**Text provided:**

###

It is as a result of being unhappy
with that outcome that the applicant has instituted the present
proceedings.
In opposing the review application,
the third respondent contends firstly that the review should be
dismissed for want of timeous
prosecution thereof. And in relation
to the merits, the respondent contends that the findings made by the
arbitrator were within
the range of outcomes that could have been
reached by a reasonable decision-maker.
Background facts
The applicant who prior to his
dismissal had been in the employ of the third respondent for a
period of about 38 years, was charged
and dismissed for misconduct
related to an alleged act of dishonesty.
The incident that gave rise to the
charge against the applicant arose early in March 2005 when the
applicant approached both Mr
Marais and Mr Jafter and indicated his
interest in obtaining an old tool box together with old tools which
the respondent may
have wished to discard.
According to the applicant, Mr Marais
informed him that there was an old trolley available but that if he
wished to have it he
should approach Mr Hoffman for an authorisation
note (pass) for the purposes of being able to remove the trolley
from the third
respondent's premises. After obtaining the pass which
recorded that ‘scrap trolley and scrap tools,’ were to
be removed
from the premises, the applicant went back to Mr Jargens
who also signed the pass. Thereafter, the applicant approached Mr
Marais
who undertook to arrange to let the applicant have the items
in question but however took several months before keeping to his

undertaking.

###

**Data segment:**
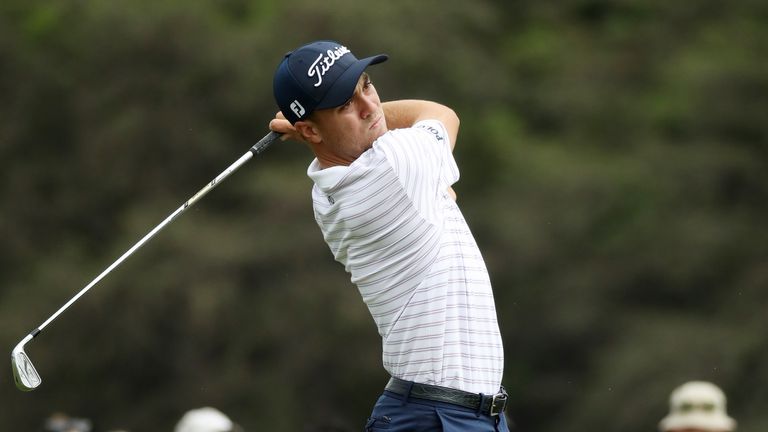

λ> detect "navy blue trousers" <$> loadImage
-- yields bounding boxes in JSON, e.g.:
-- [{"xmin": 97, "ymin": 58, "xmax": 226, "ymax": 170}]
[{"xmin": 365, "ymin": 391, "xmax": 509, "ymax": 432}]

###

**Actions to take:**
1 > In the dismissal case excerpt, how long had the applicant worked for the third respondent before he was dismissed?
2 > Which people are named with the title "Mr" in the dismissal case excerpt?
3 > Can you transcribe the dismissal case excerpt, beginning at the words "In opposing the" and stopping after "act of dishonesty."?

**Solutions:**
1 > About 38 years.

2 > Mr Marais, Mr Jafter, Mr Hoffman, Mr Jargens

3 >
In opposing the review application,
the third respondent contends firstly that the review should be
dismissed for want of timeous
prosecution thereof. And in relation
to the merits, the respondent contends that the findings made by the
arbitrator were within
the range of outcomes that could have been
reached by a reasonable decision-maker.
Background facts
The applicant who prior to his
dismissal had been in the employ of the third respondent for a
period of about 38 years, was charged
and dismissed for misconduct
related to an alleged act of dishonesty.